● **DESCRIPTION OF THE TASK**
Start to finish, repeat the records exactly.

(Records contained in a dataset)
_ _ _ _

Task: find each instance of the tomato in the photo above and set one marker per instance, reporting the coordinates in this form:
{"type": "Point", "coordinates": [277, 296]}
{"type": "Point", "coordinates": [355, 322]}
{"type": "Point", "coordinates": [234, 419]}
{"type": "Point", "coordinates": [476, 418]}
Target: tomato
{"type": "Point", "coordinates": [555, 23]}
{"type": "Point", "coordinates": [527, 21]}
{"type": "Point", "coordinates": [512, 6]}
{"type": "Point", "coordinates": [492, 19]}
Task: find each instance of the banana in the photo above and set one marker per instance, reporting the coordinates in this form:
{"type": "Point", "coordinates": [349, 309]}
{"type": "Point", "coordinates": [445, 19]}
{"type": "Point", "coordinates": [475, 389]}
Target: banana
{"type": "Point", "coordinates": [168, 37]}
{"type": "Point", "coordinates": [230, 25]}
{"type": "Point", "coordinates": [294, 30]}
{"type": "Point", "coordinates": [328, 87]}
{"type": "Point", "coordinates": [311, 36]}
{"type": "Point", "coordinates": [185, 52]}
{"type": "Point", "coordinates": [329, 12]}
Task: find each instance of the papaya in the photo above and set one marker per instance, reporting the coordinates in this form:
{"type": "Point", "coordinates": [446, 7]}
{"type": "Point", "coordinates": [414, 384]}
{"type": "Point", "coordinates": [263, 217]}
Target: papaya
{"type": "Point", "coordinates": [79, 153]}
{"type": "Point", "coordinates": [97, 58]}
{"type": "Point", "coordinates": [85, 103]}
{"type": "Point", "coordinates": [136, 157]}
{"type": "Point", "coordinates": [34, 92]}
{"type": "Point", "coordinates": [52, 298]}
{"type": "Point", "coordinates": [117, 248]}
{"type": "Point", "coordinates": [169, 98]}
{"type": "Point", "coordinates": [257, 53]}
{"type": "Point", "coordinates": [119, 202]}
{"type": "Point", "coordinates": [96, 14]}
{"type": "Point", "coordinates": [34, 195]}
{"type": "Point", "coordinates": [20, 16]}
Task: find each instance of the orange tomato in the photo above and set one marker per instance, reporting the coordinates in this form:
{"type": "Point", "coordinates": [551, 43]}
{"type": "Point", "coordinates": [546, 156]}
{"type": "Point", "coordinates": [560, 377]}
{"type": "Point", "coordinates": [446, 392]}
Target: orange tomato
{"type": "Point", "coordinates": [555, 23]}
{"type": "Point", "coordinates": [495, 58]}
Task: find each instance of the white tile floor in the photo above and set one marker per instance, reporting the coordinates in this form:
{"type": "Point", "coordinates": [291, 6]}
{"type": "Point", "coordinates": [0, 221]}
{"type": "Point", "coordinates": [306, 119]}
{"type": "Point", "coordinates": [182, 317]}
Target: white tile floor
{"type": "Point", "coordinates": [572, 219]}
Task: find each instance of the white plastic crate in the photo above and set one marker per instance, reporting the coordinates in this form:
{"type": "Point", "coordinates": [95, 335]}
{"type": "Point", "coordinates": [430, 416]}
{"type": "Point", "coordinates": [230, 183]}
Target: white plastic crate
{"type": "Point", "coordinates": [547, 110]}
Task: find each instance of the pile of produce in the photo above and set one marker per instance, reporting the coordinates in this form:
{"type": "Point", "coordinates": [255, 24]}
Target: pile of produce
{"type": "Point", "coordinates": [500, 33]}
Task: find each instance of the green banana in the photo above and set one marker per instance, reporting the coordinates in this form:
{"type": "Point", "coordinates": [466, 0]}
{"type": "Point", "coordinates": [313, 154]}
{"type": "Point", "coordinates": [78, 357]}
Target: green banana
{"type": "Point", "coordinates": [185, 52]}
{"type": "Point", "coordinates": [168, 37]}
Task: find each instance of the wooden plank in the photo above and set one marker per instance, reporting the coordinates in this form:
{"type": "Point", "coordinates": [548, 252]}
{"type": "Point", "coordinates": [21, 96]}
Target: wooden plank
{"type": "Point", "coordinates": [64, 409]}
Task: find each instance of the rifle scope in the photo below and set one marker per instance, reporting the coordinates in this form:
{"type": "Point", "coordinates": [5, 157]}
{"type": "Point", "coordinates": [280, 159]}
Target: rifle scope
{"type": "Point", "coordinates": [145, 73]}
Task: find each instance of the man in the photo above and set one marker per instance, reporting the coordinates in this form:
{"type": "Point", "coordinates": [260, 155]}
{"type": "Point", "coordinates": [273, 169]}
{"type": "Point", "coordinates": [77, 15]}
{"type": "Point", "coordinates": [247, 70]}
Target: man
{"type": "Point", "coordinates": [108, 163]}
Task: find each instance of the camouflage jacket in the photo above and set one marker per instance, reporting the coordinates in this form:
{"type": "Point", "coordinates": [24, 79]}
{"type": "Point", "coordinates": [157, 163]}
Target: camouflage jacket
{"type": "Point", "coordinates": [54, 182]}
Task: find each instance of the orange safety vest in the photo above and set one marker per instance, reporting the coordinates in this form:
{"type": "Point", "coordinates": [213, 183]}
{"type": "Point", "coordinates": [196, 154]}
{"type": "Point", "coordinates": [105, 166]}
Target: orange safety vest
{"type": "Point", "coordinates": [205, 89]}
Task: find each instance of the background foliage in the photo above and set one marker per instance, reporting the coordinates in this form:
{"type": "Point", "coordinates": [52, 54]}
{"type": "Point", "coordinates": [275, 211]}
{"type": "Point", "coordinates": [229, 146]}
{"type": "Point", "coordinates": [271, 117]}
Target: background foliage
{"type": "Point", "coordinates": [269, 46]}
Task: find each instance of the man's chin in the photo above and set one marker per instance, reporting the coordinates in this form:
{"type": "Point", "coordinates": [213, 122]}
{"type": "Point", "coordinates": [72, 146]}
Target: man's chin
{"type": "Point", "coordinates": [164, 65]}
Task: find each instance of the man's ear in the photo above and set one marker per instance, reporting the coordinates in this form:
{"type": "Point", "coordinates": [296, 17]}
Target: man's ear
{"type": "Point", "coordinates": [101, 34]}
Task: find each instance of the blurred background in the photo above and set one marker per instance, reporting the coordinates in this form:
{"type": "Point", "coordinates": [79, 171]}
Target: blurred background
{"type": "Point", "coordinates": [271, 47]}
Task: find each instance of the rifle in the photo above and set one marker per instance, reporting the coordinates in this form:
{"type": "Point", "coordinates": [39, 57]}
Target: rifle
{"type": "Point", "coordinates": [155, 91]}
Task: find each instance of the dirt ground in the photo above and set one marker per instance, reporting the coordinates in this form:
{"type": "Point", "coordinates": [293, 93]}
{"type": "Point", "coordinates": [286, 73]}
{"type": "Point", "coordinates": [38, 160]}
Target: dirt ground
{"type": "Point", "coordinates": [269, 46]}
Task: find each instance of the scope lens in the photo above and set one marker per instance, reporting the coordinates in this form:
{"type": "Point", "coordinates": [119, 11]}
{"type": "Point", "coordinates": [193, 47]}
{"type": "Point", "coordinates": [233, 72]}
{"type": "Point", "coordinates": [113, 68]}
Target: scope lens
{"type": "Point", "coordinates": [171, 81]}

_ _ _ _

● **EXPECTED ANSWER**
Task: find each instance of the tomato in the photo above and set one marker per instance, reporting the coordinates in this form:
{"type": "Point", "coordinates": [277, 296]}
{"type": "Point", "coordinates": [355, 322]}
{"type": "Point", "coordinates": [234, 419]}
{"type": "Point", "coordinates": [476, 418]}
Target: tomato
{"type": "Point", "coordinates": [555, 23]}
{"type": "Point", "coordinates": [527, 21]}
{"type": "Point", "coordinates": [512, 6]}
{"type": "Point", "coordinates": [492, 19]}
Task: find each instance of the banana in the photo above and set one marker per instance, reporting the coordinates in this form:
{"type": "Point", "coordinates": [349, 309]}
{"type": "Point", "coordinates": [445, 19]}
{"type": "Point", "coordinates": [475, 389]}
Target: banana
{"type": "Point", "coordinates": [168, 37]}
{"type": "Point", "coordinates": [230, 25]}
{"type": "Point", "coordinates": [294, 30]}
{"type": "Point", "coordinates": [328, 87]}
{"type": "Point", "coordinates": [311, 36]}
{"type": "Point", "coordinates": [185, 52]}
{"type": "Point", "coordinates": [329, 12]}
Task: find each instance of the papaya in the photo above and set one marker per instance, reporting the coordinates in this form:
{"type": "Point", "coordinates": [446, 7]}
{"type": "Point", "coordinates": [414, 384]}
{"type": "Point", "coordinates": [263, 217]}
Target: papaya
{"type": "Point", "coordinates": [79, 153]}
{"type": "Point", "coordinates": [97, 58]}
{"type": "Point", "coordinates": [85, 103]}
{"type": "Point", "coordinates": [136, 157]}
{"type": "Point", "coordinates": [34, 92]}
{"type": "Point", "coordinates": [52, 298]}
{"type": "Point", "coordinates": [117, 248]}
{"type": "Point", "coordinates": [169, 98]}
{"type": "Point", "coordinates": [257, 53]}
{"type": "Point", "coordinates": [119, 202]}
{"type": "Point", "coordinates": [96, 14]}
{"type": "Point", "coordinates": [34, 195]}
{"type": "Point", "coordinates": [20, 16]}
Task: find each instance of the orange tomato in the photo above and set one marker per instance, reporting the coordinates in this form:
{"type": "Point", "coordinates": [551, 43]}
{"type": "Point", "coordinates": [546, 156]}
{"type": "Point", "coordinates": [560, 377]}
{"type": "Point", "coordinates": [446, 392]}
Target: orange tomato
{"type": "Point", "coordinates": [555, 23]}
{"type": "Point", "coordinates": [495, 58]}
Task: find each instance of the white tile floor in the photo above and set one marker per instance, reporting the coordinates in this form:
{"type": "Point", "coordinates": [291, 6]}
{"type": "Point", "coordinates": [0, 221]}
{"type": "Point", "coordinates": [306, 119]}
{"type": "Point", "coordinates": [182, 317]}
Target: white tile floor
{"type": "Point", "coordinates": [572, 219]}
Task: find each instance of the white plastic crate in the photo above and set one marker per instance, reporting the coordinates in this form:
{"type": "Point", "coordinates": [95, 335]}
{"type": "Point", "coordinates": [430, 416]}
{"type": "Point", "coordinates": [230, 183]}
Target: white plastic crate
{"type": "Point", "coordinates": [547, 110]}
Task: find each instance of the pile of produce in the photo above and set one marker per instance, reporting the coordinates in this form:
{"type": "Point", "coordinates": [255, 24]}
Target: pile of produce
{"type": "Point", "coordinates": [500, 33]}
Task: find each instance of the green banana in the photo above and set one marker per instance, reporting the coordinates in this form:
{"type": "Point", "coordinates": [466, 0]}
{"type": "Point", "coordinates": [313, 154]}
{"type": "Point", "coordinates": [78, 357]}
Target: green banana
{"type": "Point", "coordinates": [185, 52]}
{"type": "Point", "coordinates": [168, 37]}
Task: find each instance of the wooden plank in the photo above and set one marker per instance, reporting the coordinates in this form:
{"type": "Point", "coordinates": [548, 252]}
{"type": "Point", "coordinates": [21, 96]}
Target: wooden plank
{"type": "Point", "coordinates": [64, 409]}
Task: find each instance of the rifle scope in the photo below and set one marker per instance, reporting the coordinates in this form:
{"type": "Point", "coordinates": [5, 157]}
{"type": "Point", "coordinates": [280, 159]}
Target: rifle scope
{"type": "Point", "coordinates": [145, 73]}
Task: find each instance of the man in the photo above and set one marker per instance, reporting the coordinates in this form:
{"type": "Point", "coordinates": [260, 155]}
{"type": "Point", "coordinates": [273, 169]}
{"type": "Point", "coordinates": [77, 15]}
{"type": "Point", "coordinates": [247, 70]}
Target: man
{"type": "Point", "coordinates": [108, 163]}
Task: find each instance of the camouflage jacket in the photo above and set one marker per instance, reporting the coordinates in this form:
{"type": "Point", "coordinates": [24, 79]}
{"type": "Point", "coordinates": [157, 163]}
Target: camouflage jacket
{"type": "Point", "coordinates": [54, 182]}
Task: find each instance of the orange safety vest in the photo above and set one marker per instance, reporting the coordinates in this form:
{"type": "Point", "coordinates": [213, 183]}
{"type": "Point", "coordinates": [196, 154]}
{"type": "Point", "coordinates": [105, 166]}
Target: orange safety vest
{"type": "Point", "coordinates": [205, 89]}
Task: find each instance of the background foliage in the photo above and set one marker per instance, reporting the coordinates in this form:
{"type": "Point", "coordinates": [52, 54]}
{"type": "Point", "coordinates": [275, 211]}
{"type": "Point", "coordinates": [229, 146]}
{"type": "Point", "coordinates": [271, 117]}
Target: background foliage
{"type": "Point", "coordinates": [269, 46]}
Task: find each instance of the man's chin in the photo above and set one marker per instance, reporting the coordinates in this form:
{"type": "Point", "coordinates": [213, 122]}
{"type": "Point", "coordinates": [72, 146]}
Target: man's chin
{"type": "Point", "coordinates": [164, 65]}
Task: find each instance of the man's ear in the photo above and set one marker per instance, reporting the coordinates in this form:
{"type": "Point", "coordinates": [296, 17]}
Target: man's ear
{"type": "Point", "coordinates": [101, 34]}
Task: find each instance of the blurred background in the photo above and set one marker per instance, reporting the coordinates in this form:
{"type": "Point", "coordinates": [79, 171]}
Target: blurred background
{"type": "Point", "coordinates": [271, 47]}
Task: find each instance of the rifle in the photo above and set one marker per instance, reporting the coordinates in this form:
{"type": "Point", "coordinates": [39, 57]}
Target: rifle
{"type": "Point", "coordinates": [155, 91]}
Task: find each instance of the dirt ground in the photo above and set one marker per instance, reporting the coordinates in this form:
{"type": "Point", "coordinates": [293, 93]}
{"type": "Point", "coordinates": [286, 73]}
{"type": "Point", "coordinates": [38, 160]}
Target: dirt ground
{"type": "Point", "coordinates": [269, 46]}
Task: find each instance of the scope lens in the photo above and set one marker per instance, reporting the coordinates in this form:
{"type": "Point", "coordinates": [119, 11]}
{"type": "Point", "coordinates": [193, 47]}
{"type": "Point", "coordinates": [233, 72]}
{"type": "Point", "coordinates": [113, 68]}
Target: scope lens
{"type": "Point", "coordinates": [171, 81]}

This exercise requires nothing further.